[Dataset items]
▬▬▬▬▬▬

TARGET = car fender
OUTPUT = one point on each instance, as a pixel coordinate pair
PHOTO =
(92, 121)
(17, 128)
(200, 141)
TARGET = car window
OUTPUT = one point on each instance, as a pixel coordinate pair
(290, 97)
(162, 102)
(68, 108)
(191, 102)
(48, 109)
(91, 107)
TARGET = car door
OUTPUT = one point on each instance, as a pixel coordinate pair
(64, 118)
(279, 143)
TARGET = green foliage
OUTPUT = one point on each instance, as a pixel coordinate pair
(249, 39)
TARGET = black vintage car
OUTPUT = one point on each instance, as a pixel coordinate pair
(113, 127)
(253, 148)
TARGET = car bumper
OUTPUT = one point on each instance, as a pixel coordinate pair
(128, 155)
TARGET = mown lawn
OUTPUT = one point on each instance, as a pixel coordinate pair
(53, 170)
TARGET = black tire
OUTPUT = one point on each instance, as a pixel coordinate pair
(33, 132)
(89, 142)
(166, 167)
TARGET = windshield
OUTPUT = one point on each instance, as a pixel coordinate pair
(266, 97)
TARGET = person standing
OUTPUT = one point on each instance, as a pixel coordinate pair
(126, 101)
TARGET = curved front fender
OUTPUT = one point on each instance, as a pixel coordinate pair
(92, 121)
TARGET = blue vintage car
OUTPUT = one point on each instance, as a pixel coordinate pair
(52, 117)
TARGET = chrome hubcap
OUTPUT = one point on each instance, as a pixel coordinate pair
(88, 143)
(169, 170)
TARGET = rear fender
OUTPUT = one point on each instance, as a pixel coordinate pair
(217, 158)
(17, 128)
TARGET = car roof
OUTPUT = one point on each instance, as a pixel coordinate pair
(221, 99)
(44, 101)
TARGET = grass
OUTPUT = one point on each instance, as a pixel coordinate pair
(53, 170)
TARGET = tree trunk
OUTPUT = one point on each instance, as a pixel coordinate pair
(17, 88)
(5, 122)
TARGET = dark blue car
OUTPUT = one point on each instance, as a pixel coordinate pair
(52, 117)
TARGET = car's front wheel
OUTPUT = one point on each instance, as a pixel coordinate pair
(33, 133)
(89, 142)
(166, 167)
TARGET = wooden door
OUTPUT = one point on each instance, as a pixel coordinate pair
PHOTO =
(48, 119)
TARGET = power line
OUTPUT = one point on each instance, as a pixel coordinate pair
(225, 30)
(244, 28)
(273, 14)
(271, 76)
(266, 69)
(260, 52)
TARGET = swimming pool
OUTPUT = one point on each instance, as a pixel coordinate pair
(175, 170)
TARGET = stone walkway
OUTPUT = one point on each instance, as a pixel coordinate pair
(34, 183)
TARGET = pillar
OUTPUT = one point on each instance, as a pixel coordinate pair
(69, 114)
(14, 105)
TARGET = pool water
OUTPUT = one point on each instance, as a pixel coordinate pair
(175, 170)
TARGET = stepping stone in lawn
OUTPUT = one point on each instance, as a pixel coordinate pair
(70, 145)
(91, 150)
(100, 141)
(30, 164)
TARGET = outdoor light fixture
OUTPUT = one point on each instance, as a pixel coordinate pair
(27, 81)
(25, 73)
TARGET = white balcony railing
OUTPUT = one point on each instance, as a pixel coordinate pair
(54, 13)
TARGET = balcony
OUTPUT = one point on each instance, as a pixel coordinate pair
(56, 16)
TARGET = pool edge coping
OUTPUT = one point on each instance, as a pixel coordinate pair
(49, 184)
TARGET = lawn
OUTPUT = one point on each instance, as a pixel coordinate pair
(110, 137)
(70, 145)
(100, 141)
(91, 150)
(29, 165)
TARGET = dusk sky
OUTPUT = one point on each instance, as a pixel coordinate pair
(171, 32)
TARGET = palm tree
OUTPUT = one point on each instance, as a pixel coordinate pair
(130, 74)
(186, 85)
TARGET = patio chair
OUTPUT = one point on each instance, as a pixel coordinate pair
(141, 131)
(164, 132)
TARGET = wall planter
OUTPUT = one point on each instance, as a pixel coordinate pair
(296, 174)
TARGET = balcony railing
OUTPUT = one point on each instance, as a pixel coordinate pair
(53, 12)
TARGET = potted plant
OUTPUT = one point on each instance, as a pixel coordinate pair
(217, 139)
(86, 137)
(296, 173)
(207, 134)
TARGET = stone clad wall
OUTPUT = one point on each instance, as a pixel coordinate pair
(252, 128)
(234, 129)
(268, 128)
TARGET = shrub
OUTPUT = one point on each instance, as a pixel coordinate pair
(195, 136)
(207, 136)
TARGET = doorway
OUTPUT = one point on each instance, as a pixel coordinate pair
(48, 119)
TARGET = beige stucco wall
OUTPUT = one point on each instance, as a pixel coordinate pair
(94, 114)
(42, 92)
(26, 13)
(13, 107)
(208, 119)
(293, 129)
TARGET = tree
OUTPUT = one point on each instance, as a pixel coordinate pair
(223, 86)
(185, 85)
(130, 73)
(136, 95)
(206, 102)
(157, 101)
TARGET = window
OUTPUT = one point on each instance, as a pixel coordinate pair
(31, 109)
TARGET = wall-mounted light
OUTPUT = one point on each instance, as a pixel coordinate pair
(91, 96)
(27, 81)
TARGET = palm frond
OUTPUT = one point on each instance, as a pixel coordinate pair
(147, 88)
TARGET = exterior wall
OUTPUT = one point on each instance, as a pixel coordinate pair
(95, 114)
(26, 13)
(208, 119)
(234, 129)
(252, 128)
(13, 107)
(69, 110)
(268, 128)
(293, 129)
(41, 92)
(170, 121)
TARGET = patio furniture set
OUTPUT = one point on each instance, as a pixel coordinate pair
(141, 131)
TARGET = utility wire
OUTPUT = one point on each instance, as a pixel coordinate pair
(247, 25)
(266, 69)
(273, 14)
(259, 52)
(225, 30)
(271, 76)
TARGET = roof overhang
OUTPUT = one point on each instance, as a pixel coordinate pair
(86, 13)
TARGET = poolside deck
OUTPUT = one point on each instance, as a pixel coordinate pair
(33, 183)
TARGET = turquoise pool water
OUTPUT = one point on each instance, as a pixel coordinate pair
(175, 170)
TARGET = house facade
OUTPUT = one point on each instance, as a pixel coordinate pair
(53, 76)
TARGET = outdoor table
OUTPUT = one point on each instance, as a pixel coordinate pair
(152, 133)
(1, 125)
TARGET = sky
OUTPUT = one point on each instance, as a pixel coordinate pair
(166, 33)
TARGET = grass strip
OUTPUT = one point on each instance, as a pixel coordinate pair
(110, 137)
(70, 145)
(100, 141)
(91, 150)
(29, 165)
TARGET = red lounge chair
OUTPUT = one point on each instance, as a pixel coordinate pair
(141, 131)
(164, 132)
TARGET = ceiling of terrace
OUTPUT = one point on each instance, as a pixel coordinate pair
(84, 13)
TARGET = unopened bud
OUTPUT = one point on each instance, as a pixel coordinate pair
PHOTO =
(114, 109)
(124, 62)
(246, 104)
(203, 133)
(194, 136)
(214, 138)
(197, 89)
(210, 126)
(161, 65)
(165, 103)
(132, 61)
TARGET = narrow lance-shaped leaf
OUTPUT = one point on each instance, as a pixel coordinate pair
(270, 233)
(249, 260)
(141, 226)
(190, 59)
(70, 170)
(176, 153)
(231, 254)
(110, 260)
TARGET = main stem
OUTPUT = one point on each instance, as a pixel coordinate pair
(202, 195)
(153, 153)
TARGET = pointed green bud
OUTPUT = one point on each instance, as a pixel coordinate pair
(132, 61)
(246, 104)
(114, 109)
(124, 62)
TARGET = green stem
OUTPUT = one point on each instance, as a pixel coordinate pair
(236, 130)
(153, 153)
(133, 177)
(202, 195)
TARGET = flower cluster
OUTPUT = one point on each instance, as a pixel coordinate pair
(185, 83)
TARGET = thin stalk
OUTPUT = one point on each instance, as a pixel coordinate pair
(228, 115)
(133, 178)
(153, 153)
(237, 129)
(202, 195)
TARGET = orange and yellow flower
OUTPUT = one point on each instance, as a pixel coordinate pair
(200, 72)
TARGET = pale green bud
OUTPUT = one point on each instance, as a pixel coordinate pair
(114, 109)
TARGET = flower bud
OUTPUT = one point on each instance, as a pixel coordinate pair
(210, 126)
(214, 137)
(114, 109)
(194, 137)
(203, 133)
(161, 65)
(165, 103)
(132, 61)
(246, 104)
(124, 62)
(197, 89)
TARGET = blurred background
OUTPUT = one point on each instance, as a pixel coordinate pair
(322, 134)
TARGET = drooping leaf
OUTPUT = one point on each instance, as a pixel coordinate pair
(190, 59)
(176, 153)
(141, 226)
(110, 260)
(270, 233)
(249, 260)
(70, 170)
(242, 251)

▬▬▬▬▬▬

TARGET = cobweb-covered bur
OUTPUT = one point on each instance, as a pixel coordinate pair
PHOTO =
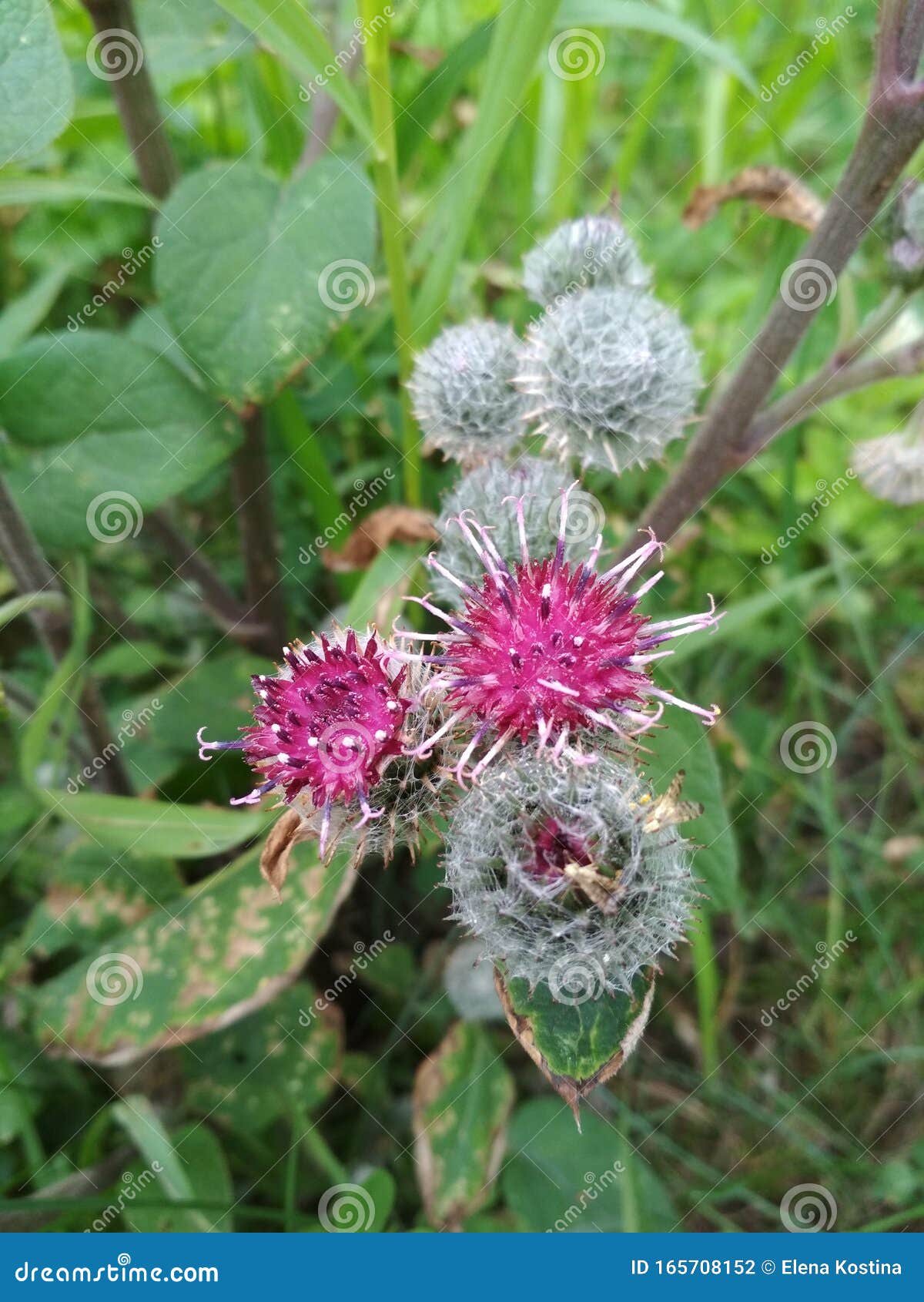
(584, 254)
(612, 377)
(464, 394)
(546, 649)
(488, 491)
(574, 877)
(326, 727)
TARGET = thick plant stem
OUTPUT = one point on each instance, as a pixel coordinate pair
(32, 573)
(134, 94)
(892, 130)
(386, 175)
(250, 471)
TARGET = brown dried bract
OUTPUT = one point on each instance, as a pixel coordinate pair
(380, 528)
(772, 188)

▬▬▬▬▬▬

Work required:
Only those lines of the entries above that run from the line containing "TARGET = potted plant" to the line containing "TARGET = shrub", both included, should be transcribed exactly.

Answer area:
TARGET = potted plant
OUTPUT = one point on each instance, as a pixel coordinate pair
(217, 139)
(86, 137)
(296, 173)
(207, 134)
TARGET = stone clad wall
OUTPUT = one point on each instance, as a pixel coordinate pair
(252, 128)
(234, 129)
(268, 128)
TARGET = shrub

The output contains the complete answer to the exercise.